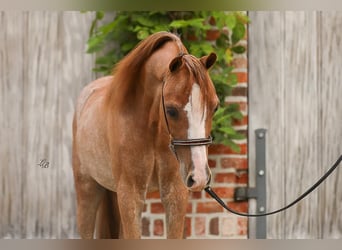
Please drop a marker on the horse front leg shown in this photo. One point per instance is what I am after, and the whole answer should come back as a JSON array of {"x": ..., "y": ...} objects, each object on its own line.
[
  {"x": 131, "y": 201},
  {"x": 174, "y": 196}
]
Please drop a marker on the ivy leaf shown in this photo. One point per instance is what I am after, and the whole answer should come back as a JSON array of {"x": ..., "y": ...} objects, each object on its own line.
[
  {"x": 239, "y": 49},
  {"x": 238, "y": 32}
]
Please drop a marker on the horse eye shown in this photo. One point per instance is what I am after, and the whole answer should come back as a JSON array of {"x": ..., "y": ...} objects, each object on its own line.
[{"x": 172, "y": 112}]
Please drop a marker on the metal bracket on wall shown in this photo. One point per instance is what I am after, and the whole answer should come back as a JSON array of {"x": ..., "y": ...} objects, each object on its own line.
[{"x": 259, "y": 191}]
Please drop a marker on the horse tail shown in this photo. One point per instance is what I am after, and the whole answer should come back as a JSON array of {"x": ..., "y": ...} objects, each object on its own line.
[{"x": 108, "y": 217}]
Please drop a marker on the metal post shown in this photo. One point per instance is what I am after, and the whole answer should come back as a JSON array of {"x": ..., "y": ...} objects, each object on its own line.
[
  {"x": 260, "y": 161},
  {"x": 259, "y": 191}
]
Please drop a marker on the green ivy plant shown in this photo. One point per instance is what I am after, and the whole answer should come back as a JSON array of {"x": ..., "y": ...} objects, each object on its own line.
[{"x": 112, "y": 40}]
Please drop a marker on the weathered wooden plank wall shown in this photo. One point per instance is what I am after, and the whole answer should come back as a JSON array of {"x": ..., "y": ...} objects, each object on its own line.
[
  {"x": 43, "y": 66},
  {"x": 295, "y": 92}
]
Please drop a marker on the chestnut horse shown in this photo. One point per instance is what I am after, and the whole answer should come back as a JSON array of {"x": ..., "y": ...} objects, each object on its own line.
[{"x": 122, "y": 130}]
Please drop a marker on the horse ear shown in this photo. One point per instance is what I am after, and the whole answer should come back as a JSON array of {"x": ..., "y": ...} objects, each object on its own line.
[
  {"x": 175, "y": 64},
  {"x": 209, "y": 60}
]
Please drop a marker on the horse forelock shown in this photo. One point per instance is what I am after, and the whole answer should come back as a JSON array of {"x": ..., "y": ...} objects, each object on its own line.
[{"x": 127, "y": 72}]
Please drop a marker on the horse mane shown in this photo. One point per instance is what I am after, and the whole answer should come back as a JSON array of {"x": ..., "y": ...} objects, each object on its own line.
[{"x": 127, "y": 71}]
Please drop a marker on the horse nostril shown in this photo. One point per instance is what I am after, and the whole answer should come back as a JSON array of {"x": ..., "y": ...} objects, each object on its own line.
[
  {"x": 190, "y": 181},
  {"x": 209, "y": 180}
]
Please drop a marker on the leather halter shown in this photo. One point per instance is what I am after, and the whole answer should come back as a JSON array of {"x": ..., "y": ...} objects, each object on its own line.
[{"x": 182, "y": 142}]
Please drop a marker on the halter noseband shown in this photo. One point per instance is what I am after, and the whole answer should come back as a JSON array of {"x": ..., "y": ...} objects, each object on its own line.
[{"x": 182, "y": 142}]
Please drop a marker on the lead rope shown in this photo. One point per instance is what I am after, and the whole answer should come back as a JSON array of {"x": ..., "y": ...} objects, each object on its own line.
[{"x": 325, "y": 176}]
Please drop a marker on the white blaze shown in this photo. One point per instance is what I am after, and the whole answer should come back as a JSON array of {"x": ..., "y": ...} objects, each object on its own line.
[{"x": 196, "y": 119}]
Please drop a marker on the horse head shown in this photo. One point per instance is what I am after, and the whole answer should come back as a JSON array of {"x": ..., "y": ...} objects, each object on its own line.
[{"x": 189, "y": 101}]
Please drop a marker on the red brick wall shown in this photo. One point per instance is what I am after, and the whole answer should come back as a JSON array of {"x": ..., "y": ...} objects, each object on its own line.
[{"x": 205, "y": 218}]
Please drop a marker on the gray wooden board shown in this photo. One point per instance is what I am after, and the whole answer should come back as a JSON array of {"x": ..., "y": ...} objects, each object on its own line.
[{"x": 295, "y": 78}]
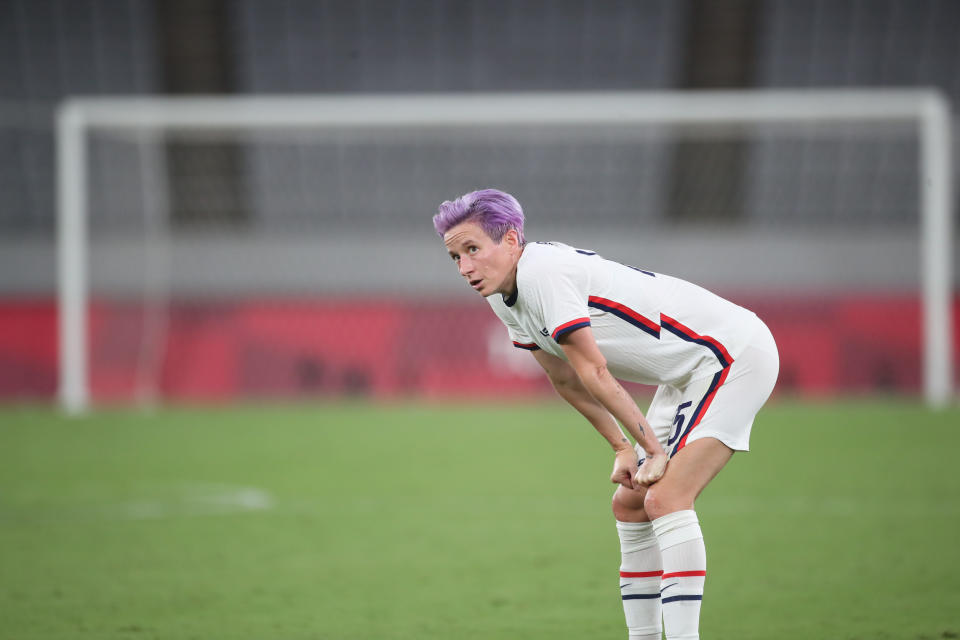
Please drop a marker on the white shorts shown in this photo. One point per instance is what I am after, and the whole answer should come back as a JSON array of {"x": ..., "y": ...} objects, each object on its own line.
[{"x": 721, "y": 406}]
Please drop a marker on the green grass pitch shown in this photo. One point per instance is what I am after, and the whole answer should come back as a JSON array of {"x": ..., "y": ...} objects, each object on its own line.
[{"x": 349, "y": 521}]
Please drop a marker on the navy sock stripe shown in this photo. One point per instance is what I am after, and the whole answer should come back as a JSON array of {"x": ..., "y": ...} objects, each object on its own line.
[{"x": 676, "y": 598}]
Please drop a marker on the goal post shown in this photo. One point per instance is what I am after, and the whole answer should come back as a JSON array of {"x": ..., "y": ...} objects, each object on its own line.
[{"x": 927, "y": 110}]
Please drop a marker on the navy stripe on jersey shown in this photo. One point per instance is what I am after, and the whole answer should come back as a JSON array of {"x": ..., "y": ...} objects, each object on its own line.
[
  {"x": 625, "y": 313},
  {"x": 685, "y": 333},
  {"x": 697, "y": 414},
  {"x": 567, "y": 327}
]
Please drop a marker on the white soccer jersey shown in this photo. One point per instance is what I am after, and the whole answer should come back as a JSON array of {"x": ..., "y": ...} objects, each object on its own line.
[{"x": 651, "y": 328}]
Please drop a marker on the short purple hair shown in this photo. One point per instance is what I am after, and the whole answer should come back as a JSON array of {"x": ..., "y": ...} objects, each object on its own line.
[{"x": 495, "y": 211}]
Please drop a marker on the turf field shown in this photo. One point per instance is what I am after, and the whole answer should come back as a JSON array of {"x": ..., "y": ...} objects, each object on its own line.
[{"x": 349, "y": 521}]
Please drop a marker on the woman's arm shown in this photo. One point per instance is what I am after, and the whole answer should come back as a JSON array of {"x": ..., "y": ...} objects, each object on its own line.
[
  {"x": 591, "y": 368},
  {"x": 567, "y": 383}
]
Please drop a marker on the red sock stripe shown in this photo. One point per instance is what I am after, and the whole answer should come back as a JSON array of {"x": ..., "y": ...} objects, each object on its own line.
[{"x": 641, "y": 574}]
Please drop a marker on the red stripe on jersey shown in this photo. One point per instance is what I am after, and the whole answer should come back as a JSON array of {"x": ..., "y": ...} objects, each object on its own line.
[
  {"x": 647, "y": 322},
  {"x": 706, "y": 406}
]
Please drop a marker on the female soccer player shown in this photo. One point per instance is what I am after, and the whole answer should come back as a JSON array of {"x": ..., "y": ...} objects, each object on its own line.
[{"x": 589, "y": 321}]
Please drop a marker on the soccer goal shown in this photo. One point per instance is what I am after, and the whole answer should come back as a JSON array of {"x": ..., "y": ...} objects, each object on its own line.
[{"x": 331, "y": 196}]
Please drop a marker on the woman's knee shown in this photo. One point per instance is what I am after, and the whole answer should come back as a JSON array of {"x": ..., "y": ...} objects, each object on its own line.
[
  {"x": 661, "y": 500},
  {"x": 628, "y": 505}
]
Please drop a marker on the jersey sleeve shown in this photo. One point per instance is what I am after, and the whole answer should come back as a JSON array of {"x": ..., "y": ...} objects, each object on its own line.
[
  {"x": 560, "y": 287},
  {"x": 521, "y": 340}
]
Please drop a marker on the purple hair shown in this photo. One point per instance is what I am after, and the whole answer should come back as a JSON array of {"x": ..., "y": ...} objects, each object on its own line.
[{"x": 495, "y": 211}]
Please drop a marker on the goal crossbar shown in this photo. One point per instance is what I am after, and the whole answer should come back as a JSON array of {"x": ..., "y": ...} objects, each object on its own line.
[{"x": 928, "y": 109}]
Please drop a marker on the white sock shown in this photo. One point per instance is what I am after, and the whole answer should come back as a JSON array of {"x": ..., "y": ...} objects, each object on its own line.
[
  {"x": 640, "y": 572},
  {"x": 684, "y": 571}
]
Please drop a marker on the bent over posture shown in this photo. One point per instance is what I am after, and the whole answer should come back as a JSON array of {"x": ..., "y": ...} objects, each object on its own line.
[{"x": 589, "y": 322}]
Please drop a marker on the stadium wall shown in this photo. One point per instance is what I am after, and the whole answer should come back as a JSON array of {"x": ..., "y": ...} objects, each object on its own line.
[{"x": 269, "y": 348}]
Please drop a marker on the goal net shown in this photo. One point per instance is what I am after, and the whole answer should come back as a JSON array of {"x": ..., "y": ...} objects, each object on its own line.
[{"x": 246, "y": 247}]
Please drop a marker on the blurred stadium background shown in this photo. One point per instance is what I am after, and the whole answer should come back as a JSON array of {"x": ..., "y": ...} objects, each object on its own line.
[
  {"x": 285, "y": 266},
  {"x": 346, "y": 475}
]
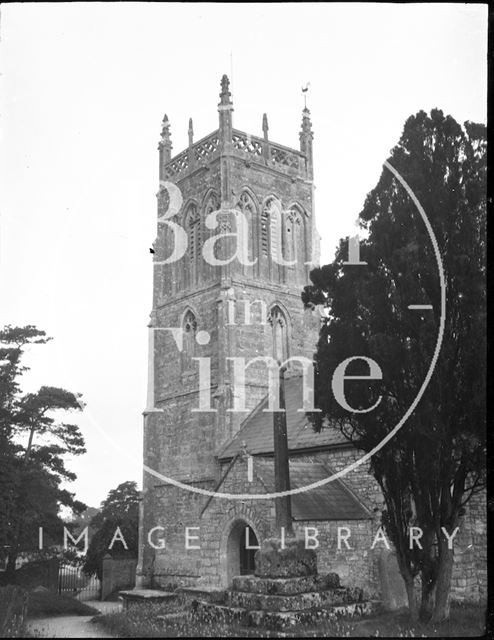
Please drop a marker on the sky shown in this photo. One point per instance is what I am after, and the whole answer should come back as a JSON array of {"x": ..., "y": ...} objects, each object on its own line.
[{"x": 84, "y": 87}]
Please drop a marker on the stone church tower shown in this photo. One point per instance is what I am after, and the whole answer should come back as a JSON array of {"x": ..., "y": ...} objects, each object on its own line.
[
  {"x": 235, "y": 242},
  {"x": 205, "y": 314}
]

PROBLEM DESCRIPTION:
Starting at the line that contains "Please drop a marker on the sky", repeat each line exactly through the last one in the listing. Include both of those lines and nothing more.

ANSWER TO THIS PROBLEM:
Please drop a marker on the sky shown in this photo. One point per instance is what I am after, and the whole answer should come back as a JSON array of {"x": ..., "y": ...} objects, each object on its own line.
[{"x": 84, "y": 87}]
Please drop a marker on the stone church tower shown in this photo. One point per instance is what I am after, and the whole answer should come back as a JSON array of {"x": ..., "y": ...} objects, each object on its own line.
[
  {"x": 235, "y": 242},
  {"x": 205, "y": 314}
]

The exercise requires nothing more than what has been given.